• SET PROBLEM: Rewrite the records starting at the line that contains "Wildlife-survey input: mark every instance of the puddle" and ending at the line that contains "point(368, 139)", both included, with the requests left unchanged. In the answers, multiply every coordinate by 1.7 and round to whole numbers, with halves rounded up.
Start of ENTRIES
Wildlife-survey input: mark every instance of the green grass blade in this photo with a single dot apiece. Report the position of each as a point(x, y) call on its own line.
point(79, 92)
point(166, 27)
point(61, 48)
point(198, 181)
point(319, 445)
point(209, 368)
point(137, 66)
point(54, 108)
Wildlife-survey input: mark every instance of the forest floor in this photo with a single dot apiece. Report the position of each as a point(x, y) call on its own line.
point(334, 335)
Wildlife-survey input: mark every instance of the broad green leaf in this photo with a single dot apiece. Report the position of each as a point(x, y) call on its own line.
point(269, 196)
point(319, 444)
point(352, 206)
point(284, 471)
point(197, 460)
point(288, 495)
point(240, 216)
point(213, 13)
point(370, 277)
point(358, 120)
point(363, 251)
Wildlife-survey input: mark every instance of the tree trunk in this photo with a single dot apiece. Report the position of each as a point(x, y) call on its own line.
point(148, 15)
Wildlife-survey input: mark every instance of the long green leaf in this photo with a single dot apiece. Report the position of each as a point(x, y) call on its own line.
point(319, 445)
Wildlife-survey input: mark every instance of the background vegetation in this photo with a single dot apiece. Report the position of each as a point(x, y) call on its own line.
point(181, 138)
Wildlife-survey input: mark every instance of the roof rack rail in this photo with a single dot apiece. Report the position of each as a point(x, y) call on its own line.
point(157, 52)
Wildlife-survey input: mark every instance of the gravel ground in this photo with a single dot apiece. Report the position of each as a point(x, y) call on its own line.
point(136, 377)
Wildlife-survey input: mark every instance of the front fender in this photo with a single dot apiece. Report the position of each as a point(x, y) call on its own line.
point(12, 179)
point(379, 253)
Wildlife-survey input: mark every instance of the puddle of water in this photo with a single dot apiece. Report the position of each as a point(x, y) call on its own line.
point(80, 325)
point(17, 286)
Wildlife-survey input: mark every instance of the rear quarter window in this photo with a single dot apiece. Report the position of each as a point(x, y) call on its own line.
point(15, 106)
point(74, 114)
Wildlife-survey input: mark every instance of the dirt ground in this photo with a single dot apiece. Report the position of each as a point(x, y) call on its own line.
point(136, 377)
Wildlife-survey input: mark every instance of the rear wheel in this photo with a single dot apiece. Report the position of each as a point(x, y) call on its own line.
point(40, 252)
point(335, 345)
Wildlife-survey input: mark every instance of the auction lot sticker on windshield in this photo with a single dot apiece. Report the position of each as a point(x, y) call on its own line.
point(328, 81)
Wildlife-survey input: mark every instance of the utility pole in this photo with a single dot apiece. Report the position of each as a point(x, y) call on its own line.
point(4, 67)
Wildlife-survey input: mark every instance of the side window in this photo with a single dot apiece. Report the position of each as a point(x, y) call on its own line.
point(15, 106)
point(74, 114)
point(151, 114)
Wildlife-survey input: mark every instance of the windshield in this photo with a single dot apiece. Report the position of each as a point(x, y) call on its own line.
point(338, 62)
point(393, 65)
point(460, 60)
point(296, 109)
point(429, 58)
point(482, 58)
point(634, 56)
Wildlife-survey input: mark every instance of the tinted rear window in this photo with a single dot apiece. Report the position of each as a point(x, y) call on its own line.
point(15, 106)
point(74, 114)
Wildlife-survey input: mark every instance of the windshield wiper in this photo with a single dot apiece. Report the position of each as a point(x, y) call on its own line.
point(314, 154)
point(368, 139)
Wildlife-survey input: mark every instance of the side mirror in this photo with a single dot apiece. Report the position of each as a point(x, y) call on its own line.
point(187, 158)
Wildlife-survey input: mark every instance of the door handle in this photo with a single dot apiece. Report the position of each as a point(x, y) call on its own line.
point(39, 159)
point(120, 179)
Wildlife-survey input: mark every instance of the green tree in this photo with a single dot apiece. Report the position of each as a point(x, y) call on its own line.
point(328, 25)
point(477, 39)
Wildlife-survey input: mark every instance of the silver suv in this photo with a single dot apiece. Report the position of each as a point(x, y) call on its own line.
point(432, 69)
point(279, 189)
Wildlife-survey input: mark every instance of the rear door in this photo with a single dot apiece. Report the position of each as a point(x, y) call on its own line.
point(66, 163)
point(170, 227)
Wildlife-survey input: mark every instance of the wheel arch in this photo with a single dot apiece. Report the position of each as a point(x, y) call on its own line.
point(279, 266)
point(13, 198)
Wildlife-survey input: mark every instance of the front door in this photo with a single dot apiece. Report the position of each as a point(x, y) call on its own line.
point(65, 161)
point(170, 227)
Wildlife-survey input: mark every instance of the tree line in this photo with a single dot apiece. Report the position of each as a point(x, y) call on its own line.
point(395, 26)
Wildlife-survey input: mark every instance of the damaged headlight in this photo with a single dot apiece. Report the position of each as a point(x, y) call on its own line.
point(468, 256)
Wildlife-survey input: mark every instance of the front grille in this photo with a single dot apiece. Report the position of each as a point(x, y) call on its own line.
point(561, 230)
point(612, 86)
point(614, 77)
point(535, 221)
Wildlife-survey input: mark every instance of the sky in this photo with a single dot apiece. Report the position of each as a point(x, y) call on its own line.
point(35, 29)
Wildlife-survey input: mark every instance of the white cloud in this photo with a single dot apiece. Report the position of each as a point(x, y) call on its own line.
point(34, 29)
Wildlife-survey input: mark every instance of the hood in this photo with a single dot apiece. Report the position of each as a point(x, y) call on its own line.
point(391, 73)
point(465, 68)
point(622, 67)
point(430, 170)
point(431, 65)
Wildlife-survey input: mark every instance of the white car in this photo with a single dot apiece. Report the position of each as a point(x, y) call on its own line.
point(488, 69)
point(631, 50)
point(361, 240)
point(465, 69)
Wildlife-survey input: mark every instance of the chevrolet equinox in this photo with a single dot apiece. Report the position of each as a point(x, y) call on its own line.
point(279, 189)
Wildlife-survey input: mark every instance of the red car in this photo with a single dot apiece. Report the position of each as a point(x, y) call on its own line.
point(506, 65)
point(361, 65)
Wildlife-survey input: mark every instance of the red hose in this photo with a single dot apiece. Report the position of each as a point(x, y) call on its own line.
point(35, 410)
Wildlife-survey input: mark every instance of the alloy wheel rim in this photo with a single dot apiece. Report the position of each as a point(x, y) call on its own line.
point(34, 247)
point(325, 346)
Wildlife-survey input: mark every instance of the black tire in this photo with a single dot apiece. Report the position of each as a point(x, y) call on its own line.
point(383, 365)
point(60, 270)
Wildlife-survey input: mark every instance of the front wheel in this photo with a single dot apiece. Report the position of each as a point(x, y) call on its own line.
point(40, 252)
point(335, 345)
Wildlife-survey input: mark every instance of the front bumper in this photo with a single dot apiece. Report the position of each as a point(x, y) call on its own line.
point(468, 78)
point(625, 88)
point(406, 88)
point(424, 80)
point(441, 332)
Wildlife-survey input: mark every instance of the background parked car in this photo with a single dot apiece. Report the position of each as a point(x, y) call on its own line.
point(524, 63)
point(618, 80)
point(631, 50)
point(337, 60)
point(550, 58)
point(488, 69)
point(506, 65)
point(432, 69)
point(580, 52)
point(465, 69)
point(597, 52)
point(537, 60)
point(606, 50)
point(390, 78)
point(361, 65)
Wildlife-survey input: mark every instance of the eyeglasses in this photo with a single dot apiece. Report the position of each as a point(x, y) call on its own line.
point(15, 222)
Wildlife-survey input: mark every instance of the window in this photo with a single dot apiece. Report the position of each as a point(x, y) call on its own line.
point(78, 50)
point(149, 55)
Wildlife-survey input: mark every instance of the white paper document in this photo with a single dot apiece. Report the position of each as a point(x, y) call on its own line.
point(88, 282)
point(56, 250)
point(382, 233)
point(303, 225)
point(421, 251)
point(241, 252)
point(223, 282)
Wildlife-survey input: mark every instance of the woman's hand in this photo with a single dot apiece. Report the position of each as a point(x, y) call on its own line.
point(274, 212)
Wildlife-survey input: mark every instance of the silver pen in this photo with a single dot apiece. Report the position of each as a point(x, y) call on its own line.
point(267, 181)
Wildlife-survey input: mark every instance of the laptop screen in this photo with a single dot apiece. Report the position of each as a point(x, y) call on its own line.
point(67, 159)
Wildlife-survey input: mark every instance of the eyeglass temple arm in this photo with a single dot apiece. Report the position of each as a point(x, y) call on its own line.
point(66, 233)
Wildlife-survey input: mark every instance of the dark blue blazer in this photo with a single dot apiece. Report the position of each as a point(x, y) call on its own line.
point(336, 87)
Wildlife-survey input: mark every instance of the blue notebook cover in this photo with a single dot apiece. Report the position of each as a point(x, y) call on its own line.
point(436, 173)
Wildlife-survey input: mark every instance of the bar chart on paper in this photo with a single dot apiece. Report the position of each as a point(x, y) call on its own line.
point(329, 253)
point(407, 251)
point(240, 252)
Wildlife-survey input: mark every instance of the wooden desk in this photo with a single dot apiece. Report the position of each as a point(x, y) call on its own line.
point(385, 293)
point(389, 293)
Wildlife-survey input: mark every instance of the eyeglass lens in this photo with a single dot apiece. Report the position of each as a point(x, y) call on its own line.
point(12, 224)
End of ENTRIES
• ANSWER FOR THE TASK:
Wildlife-survey input: mark every instance of the puddle of water in this photo with a single dot apiece. Report the position of each as a point(x, y) call on its own line.
point(136, 553)
point(29, 486)
Wildlife-survey input: mark every instance of the rear quarter window in this photo with a single dot apiece. Report the position of each as a point(x, y) call on its own line.
point(26, 180)
point(126, 194)
Wildlife-survey input: mark every instance of the dirt ground in this photo with a single dot apiece. Report the position of each as a point(x, y) call on its own line.
point(231, 641)
Wildlife-survey input: mark every instance of the rear wheel in this photo with a single dot apiece. Report the position of each as a point(x, y) call on its own line.
point(68, 428)
point(570, 587)
Wildlife-survey input: mark every instance of the auction lot sticker on windshield in this photo with a single dot apiece. Report the position of each as a point(x, y) call on its own line.
point(558, 138)
Wildlife-survey input: mark every instance of the utility pole in this photo with a single dot apiece. Report the position of each as a point(x, y) call on its own line.
point(7, 114)
Wildlife-survey input: mark every instance of the side window in this photo with a single dot apiece. Report the position of each as a point(x, y) call on its own line.
point(26, 180)
point(126, 194)
point(257, 194)
Wildlife-survey input: mark every instance of the windshield in this photo with a single dot apiece. Report the position of each as a point(x, y) call on its own line.
point(575, 105)
point(668, 111)
point(782, 102)
point(503, 185)
point(729, 99)
point(819, 99)
point(1078, 95)
Wildlife-survey input: mark every instance of the tinted rear window in this photo with a single dot apiece. Report the position of each as a point(x, y) call on its own line.
point(26, 180)
point(126, 194)
Wildlife-survey input: mark every instance of the windshield wiper in this photo with a single dot apiece. Report the position of each as a point(x, y) call on its own line.
point(534, 262)
point(626, 236)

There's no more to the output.